### INPUT MATERIAL
________________________
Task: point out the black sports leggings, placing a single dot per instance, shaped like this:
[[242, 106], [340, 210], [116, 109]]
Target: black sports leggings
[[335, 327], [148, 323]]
________________________
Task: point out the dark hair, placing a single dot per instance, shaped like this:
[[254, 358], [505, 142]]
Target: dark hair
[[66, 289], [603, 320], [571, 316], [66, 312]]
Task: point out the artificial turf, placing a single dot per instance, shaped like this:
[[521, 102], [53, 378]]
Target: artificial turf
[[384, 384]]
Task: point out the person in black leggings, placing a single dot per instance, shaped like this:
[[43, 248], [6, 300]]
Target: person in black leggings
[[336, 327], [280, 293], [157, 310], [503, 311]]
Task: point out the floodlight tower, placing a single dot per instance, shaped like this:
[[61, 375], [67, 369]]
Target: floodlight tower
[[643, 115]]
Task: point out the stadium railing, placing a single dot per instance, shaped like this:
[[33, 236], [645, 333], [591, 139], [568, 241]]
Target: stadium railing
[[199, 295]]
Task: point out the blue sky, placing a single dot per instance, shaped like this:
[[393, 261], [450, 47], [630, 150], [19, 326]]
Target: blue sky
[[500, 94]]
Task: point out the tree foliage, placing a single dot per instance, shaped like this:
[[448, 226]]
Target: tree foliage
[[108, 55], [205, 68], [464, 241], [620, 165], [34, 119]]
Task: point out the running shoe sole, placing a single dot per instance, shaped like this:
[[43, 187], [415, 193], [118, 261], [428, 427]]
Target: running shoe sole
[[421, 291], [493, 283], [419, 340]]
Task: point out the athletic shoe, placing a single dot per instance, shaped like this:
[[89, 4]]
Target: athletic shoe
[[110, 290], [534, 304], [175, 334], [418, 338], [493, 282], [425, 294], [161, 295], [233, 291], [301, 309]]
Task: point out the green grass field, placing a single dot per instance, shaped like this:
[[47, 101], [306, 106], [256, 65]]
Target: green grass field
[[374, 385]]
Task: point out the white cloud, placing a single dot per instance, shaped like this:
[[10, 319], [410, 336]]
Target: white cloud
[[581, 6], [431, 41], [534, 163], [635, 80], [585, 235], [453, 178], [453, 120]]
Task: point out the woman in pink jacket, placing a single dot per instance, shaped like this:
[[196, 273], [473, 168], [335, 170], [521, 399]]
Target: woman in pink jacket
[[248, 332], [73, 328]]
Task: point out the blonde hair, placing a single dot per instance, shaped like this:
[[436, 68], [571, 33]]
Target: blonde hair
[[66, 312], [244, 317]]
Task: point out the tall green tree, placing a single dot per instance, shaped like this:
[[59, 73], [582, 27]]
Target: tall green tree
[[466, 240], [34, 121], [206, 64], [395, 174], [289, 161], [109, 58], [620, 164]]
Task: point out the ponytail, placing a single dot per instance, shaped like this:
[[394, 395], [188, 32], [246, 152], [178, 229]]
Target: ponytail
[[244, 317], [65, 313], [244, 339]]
________________________
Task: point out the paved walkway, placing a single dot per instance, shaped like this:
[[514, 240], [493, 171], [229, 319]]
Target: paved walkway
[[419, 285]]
________________________
### REQUIRED WORK
Using the entries above, return exactly the lines from the line with "Task: point out the blonde" to the line with "[[59, 73], [582, 27]]", counting both of those lines.

### EXERCISE ANSWER
Task: point out the blonde hair, placing a single dot per instance, shaped like this:
[[436, 68], [571, 33]]
Target: blonde hair
[[66, 312], [244, 317]]
Task: point out the tall green tree, placing a single dot per instance, shaped like this:
[[59, 73], [582, 27]]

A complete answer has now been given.